**WHAT IS NEEDED**
Copy verbatim the stretch of the entries from their beginning through the line containing "(1060, 603)", including both ends. Omit the pictures from your output.

— Start of DATASET —

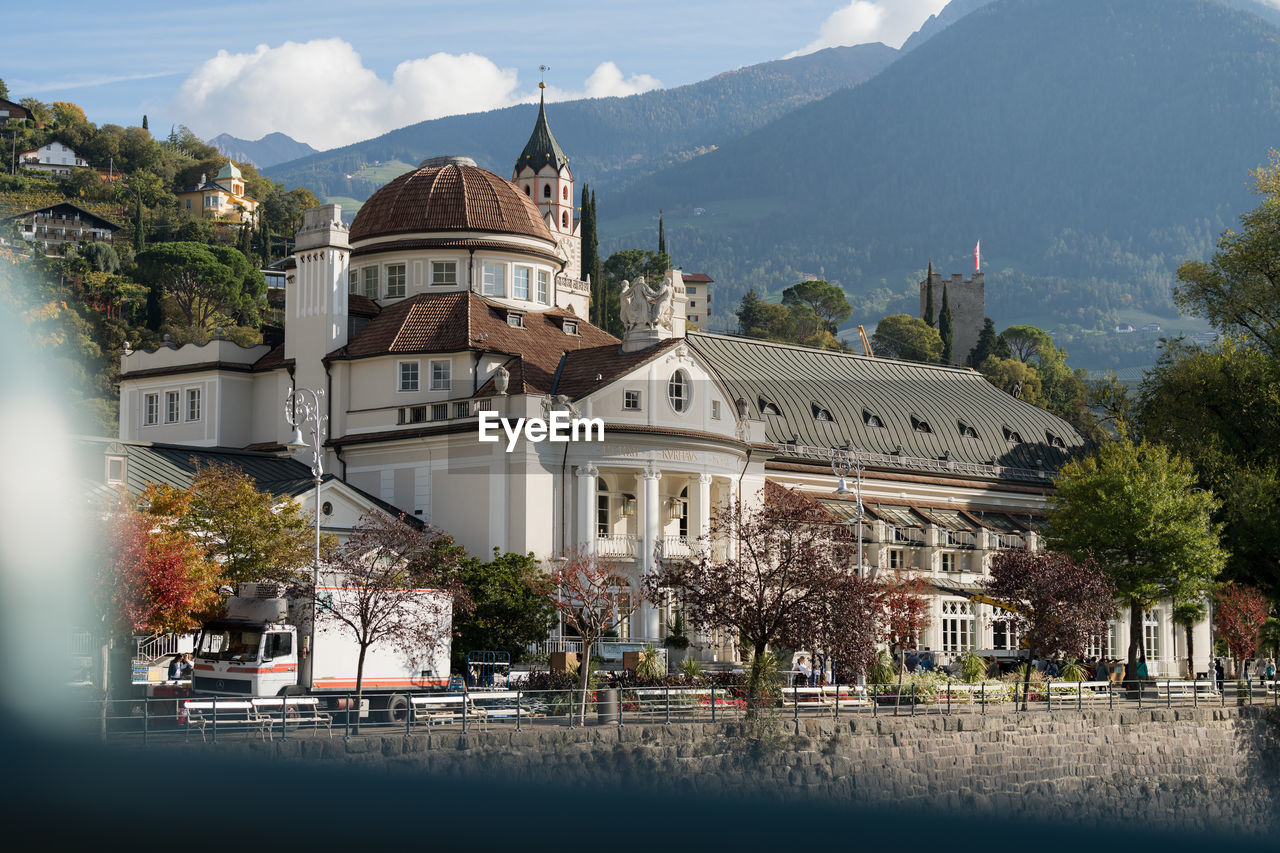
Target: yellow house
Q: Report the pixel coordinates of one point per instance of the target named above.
(223, 197)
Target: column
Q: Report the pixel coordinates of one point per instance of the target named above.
(586, 475)
(648, 544)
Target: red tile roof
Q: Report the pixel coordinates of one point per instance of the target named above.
(461, 320)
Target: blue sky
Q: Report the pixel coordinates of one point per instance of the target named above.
(330, 73)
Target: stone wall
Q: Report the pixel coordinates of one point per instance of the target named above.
(1207, 769)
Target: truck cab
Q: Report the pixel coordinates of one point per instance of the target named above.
(246, 657)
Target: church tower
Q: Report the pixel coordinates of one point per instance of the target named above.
(542, 173)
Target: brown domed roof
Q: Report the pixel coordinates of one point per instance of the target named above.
(448, 196)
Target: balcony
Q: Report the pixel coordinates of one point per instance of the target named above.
(676, 547)
(617, 546)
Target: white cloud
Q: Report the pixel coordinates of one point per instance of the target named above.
(320, 91)
(868, 21)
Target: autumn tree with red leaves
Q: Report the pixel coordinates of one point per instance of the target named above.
(387, 571)
(785, 580)
(1239, 614)
(903, 597)
(152, 578)
(592, 601)
(1060, 603)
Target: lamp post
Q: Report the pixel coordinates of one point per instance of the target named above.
(302, 406)
(846, 460)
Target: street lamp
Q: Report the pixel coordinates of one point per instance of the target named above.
(302, 407)
(846, 460)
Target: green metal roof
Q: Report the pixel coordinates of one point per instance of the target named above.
(882, 406)
(542, 147)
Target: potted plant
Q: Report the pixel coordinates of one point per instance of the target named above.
(677, 639)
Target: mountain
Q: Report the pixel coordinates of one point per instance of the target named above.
(272, 149)
(611, 138)
(1092, 145)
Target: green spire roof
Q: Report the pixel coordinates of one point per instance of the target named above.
(542, 147)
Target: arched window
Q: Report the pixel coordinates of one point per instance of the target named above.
(603, 523)
(680, 392)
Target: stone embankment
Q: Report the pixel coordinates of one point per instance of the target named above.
(1206, 769)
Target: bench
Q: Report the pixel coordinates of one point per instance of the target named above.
(204, 714)
(446, 707)
(499, 703)
(297, 711)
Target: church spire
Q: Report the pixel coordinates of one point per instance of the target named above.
(542, 147)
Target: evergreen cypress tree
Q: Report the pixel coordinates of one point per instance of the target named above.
(946, 329)
(590, 252)
(984, 346)
(928, 295)
(138, 236)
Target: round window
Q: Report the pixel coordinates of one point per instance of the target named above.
(680, 392)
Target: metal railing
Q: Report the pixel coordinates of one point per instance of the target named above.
(149, 648)
(917, 463)
(238, 719)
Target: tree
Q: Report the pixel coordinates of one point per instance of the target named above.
(1239, 614)
(206, 283)
(824, 300)
(592, 601)
(1061, 603)
(986, 345)
(1025, 341)
(1221, 407)
(901, 336)
(906, 614)
(592, 254)
(928, 296)
(512, 607)
(1013, 377)
(152, 576)
(396, 592)
(1134, 509)
(254, 536)
(1238, 290)
(946, 327)
(775, 587)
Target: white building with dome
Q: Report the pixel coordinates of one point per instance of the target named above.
(457, 291)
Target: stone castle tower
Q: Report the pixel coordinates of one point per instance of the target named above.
(542, 173)
(968, 301)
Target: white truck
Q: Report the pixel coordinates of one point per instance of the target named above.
(264, 648)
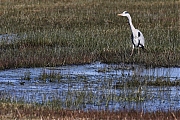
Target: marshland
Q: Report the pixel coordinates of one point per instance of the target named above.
(70, 59)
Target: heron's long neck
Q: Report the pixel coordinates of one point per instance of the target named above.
(130, 23)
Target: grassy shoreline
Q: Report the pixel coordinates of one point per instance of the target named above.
(79, 32)
(54, 33)
(25, 111)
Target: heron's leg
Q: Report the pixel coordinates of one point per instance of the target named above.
(132, 51)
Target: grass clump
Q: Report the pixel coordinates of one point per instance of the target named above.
(53, 33)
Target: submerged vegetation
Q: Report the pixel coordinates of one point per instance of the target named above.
(59, 32)
(53, 33)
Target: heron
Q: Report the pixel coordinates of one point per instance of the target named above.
(136, 36)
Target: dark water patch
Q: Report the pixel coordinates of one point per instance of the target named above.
(95, 86)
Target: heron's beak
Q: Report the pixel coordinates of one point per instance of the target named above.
(120, 15)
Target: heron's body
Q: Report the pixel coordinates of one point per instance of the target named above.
(137, 37)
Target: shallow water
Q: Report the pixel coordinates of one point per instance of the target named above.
(91, 86)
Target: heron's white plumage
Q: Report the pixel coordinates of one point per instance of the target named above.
(137, 36)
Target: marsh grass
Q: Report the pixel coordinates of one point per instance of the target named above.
(75, 32)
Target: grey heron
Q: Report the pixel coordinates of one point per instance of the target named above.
(137, 36)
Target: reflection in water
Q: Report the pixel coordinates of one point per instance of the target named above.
(91, 86)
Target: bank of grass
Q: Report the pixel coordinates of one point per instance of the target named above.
(57, 32)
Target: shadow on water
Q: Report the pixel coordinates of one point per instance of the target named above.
(94, 86)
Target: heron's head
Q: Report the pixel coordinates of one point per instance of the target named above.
(125, 13)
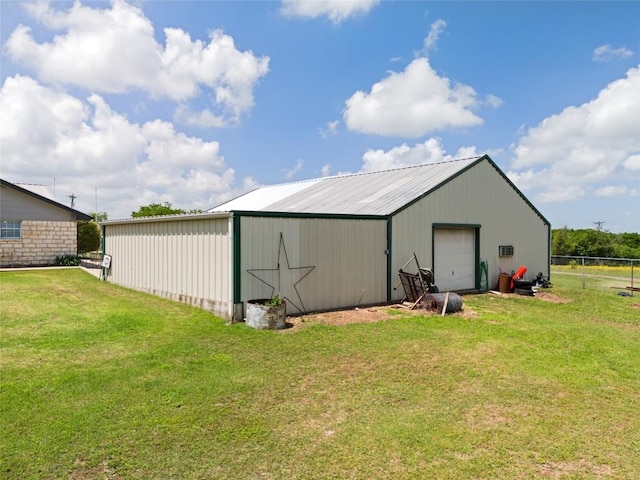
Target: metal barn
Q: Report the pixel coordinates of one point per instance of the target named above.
(335, 242)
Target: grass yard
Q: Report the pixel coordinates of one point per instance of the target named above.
(100, 382)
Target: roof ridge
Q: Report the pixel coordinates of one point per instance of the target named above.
(356, 174)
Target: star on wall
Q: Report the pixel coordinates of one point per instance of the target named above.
(283, 280)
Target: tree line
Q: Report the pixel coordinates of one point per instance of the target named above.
(594, 243)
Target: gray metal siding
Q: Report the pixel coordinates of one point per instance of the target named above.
(185, 260)
(348, 257)
(480, 196)
(16, 205)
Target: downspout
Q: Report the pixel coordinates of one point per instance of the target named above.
(237, 257)
(231, 250)
(103, 272)
(389, 256)
(549, 246)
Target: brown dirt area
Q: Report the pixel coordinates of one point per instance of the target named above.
(388, 312)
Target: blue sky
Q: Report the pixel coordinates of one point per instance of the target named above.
(197, 102)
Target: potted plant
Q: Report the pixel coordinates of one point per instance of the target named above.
(267, 314)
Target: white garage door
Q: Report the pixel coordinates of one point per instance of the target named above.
(454, 258)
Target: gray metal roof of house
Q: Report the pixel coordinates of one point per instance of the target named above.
(39, 193)
(374, 193)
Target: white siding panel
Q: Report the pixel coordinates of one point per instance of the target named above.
(478, 197)
(187, 260)
(348, 259)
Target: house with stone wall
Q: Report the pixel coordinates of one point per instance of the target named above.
(34, 229)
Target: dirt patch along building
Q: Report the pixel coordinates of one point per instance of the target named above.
(335, 242)
(34, 229)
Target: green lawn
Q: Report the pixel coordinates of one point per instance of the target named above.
(103, 382)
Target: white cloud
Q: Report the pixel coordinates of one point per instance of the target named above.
(289, 174)
(93, 41)
(583, 145)
(492, 101)
(336, 10)
(606, 53)
(632, 163)
(436, 30)
(330, 129)
(562, 194)
(47, 134)
(430, 151)
(412, 103)
(615, 191)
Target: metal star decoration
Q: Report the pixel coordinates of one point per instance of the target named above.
(283, 279)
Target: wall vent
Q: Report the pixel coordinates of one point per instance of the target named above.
(505, 250)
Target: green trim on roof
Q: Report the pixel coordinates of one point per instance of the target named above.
(336, 216)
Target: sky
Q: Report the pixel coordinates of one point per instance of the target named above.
(124, 104)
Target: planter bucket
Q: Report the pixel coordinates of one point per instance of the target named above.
(266, 317)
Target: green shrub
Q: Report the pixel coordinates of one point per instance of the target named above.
(88, 237)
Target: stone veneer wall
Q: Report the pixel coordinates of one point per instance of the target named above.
(41, 243)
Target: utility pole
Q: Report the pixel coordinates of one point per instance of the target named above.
(599, 225)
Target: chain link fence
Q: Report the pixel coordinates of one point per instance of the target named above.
(615, 274)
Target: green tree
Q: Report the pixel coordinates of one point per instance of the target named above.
(88, 237)
(156, 210)
(562, 243)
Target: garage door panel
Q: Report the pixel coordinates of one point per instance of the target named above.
(454, 262)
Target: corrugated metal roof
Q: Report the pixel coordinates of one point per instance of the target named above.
(374, 193)
(37, 188)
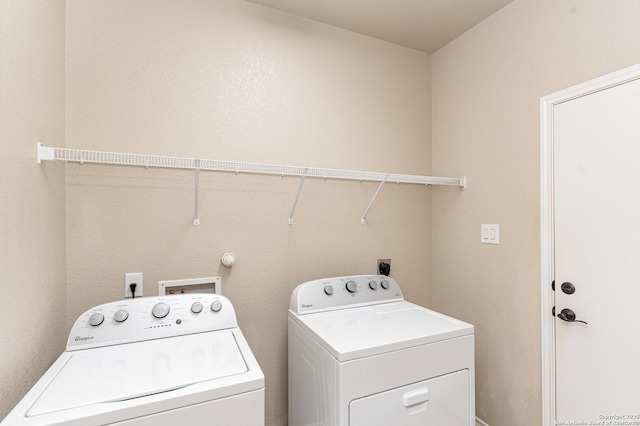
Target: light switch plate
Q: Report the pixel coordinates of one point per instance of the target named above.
(490, 234)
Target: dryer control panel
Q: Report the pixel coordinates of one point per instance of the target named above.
(344, 292)
(147, 318)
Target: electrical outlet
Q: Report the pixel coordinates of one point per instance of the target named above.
(383, 267)
(134, 277)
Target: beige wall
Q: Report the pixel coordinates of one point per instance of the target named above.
(487, 86)
(233, 80)
(32, 206)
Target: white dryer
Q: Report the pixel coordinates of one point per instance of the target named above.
(165, 360)
(360, 355)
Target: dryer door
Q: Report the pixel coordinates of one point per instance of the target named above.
(442, 400)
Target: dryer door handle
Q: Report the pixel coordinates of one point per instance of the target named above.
(415, 397)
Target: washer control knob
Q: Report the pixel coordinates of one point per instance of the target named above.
(196, 307)
(121, 315)
(96, 319)
(216, 305)
(160, 310)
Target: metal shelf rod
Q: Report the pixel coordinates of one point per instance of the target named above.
(46, 153)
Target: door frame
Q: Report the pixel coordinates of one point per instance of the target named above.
(547, 104)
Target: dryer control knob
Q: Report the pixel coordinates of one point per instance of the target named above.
(160, 310)
(196, 307)
(216, 305)
(96, 319)
(121, 315)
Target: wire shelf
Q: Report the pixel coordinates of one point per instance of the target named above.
(46, 153)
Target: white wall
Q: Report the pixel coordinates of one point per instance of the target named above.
(487, 86)
(233, 80)
(32, 206)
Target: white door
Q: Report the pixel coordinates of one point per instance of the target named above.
(442, 401)
(596, 143)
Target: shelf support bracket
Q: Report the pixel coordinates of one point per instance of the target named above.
(295, 201)
(196, 217)
(45, 153)
(363, 219)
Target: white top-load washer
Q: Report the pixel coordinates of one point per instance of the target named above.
(164, 360)
(360, 355)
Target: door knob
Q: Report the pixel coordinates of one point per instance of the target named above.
(569, 316)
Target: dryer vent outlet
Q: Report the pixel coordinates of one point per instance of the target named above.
(384, 267)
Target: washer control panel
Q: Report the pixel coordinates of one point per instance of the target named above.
(147, 318)
(344, 292)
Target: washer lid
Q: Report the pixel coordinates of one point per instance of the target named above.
(365, 331)
(122, 372)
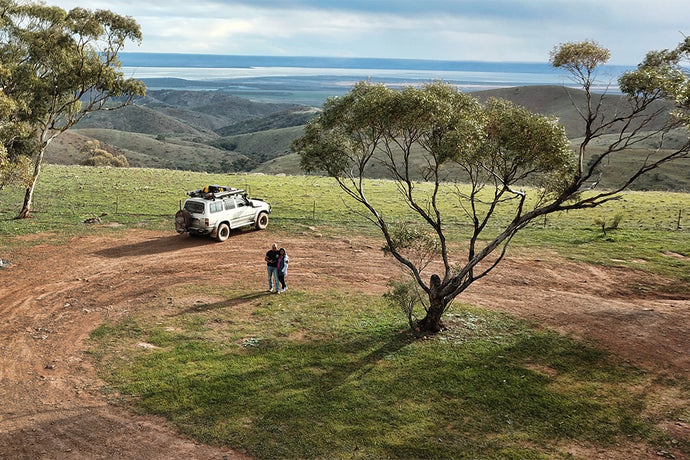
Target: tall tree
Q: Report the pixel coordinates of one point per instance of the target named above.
(59, 66)
(499, 147)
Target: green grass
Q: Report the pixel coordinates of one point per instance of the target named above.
(337, 375)
(334, 375)
(133, 197)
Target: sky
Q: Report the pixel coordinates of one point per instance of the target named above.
(475, 30)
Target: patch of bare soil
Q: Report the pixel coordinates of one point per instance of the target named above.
(52, 297)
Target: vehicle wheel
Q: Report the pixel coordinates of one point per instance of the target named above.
(223, 232)
(262, 221)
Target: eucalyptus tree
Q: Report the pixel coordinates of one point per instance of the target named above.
(499, 148)
(58, 66)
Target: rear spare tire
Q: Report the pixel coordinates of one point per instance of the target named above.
(262, 221)
(182, 218)
(223, 232)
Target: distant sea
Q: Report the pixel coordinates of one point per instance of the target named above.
(310, 80)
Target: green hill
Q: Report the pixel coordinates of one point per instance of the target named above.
(284, 119)
(215, 131)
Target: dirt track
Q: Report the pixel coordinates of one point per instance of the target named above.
(52, 297)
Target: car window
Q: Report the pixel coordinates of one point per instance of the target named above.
(194, 207)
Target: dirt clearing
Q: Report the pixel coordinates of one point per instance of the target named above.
(52, 297)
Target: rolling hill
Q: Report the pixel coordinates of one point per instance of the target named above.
(217, 132)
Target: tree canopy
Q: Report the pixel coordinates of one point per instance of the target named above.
(55, 68)
(500, 148)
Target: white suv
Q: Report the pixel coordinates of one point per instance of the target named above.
(216, 209)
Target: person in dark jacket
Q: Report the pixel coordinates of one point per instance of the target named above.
(272, 268)
(283, 260)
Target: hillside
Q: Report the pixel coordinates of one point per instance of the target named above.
(215, 131)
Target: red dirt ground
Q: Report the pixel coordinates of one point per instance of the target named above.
(52, 297)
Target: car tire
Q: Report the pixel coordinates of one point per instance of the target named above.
(261, 221)
(223, 232)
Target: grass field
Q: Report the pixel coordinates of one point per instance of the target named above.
(651, 223)
(337, 375)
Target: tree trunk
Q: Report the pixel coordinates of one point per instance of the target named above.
(437, 306)
(29, 196)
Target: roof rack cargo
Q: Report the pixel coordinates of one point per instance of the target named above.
(215, 191)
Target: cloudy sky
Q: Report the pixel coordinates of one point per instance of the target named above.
(482, 30)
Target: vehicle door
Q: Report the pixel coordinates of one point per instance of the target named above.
(215, 213)
(244, 212)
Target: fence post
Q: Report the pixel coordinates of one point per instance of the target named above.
(680, 214)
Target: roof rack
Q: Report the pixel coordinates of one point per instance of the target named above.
(215, 191)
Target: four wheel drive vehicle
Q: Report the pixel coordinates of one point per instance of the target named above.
(215, 209)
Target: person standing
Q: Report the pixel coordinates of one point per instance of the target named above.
(283, 260)
(272, 268)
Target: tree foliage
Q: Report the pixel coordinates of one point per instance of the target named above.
(56, 67)
(500, 148)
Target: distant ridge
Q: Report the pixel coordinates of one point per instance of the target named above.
(242, 61)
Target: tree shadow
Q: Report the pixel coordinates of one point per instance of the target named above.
(229, 303)
(156, 246)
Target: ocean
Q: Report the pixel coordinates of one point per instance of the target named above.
(310, 80)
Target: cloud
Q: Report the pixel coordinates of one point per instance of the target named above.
(496, 30)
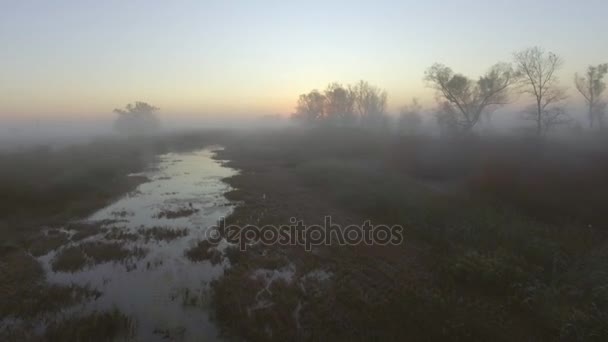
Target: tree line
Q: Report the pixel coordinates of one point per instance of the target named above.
(464, 102)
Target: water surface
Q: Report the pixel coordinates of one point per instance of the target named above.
(164, 292)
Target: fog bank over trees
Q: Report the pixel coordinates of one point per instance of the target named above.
(464, 103)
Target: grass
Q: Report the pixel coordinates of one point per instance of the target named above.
(42, 244)
(75, 258)
(26, 295)
(173, 214)
(485, 256)
(202, 251)
(97, 326)
(162, 233)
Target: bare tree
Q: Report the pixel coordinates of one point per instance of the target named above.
(538, 69)
(410, 118)
(370, 104)
(591, 86)
(137, 119)
(310, 107)
(462, 100)
(339, 104)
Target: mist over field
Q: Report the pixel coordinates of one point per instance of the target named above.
(289, 171)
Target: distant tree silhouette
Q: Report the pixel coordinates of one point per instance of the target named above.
(463, 101)
(537, 70)
(370, 104)
(310, 107)
(591, 86)
(137, 119)
(410, 118)
(339, 105)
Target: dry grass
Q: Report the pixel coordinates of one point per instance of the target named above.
(97, 326)
(75, 258)
(162, 233)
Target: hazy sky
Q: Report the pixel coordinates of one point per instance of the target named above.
(81, 58)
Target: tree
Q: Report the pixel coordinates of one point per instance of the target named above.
(410, 118)
(537, 69)
(462, 100)
(591, 86)
(137, 119)
(310, 107)
(370, 104)
(339, 104)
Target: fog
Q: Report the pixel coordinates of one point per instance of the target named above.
(303, 171)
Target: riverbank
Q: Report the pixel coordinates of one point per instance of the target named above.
(469, 268)
(48, 193)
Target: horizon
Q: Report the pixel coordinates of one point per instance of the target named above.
(78, 60)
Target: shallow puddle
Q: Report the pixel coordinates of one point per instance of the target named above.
(163, 292)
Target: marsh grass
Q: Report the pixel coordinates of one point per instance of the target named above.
(75, 258)
(490, 252)
(173, 214)
(162, 233)
(44, 243)
(202, 251)
(98, 326)
(25, 294)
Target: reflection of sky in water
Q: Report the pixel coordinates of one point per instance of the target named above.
(150, 293)
(181, 181)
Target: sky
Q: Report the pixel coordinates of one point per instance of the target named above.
(81, 59)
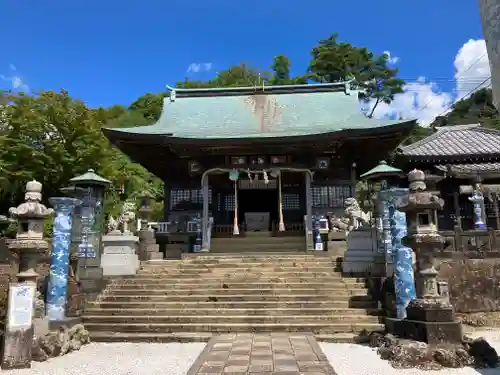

— End of DATASET —

**EXPECTED ANSWER**
Target: yellow house
Q: Report the pixel coordinates of one point per instance of the target named above.
(223, 197)
Target: column
Q: Report the pixel coordinates of one point per instance of the target named above.
(586, 475)
(648, 544)
Target: red tile roof
Q: Report the pixel coordinates of one point per instance of the target named above.
(461, 320)
Target: blue sky
Q: Report the pixel coordinates of one point per instance of the target named above.
(330, 73)
Target: stone wall
Q: Report the pixel coordinates of one point per instance of the target named above.
(1207, 769)
Target: truck cab
Q: Report the pixel coordinates of one point per instance of the target named above.
(246, 657)
Target: church tower
Q: Report the pixel coordinates of one point per instance of the target named above.
(542, 173)
Target: brown domed roof
Q: Report the pixel coordinates of one point per instance of the target named above.
(448, 196)
Target: balcony
Q: Report the pixel coordinates of one point per instance of the target named above.
(676, 547)
(617, 546)
Target: white cloud
Q: Report the pixel coordinates of one point per instance of the target named above.
(320, 91)
(868, 21)
Target: autumn tree with red leaves
Q: Report the pixel coordinates of one point per instance of the target named above.
(387, 571)
(785, 580)
(1239, 614)
(903, 597)
(152, 578)
(592, 601)
(1060, 603)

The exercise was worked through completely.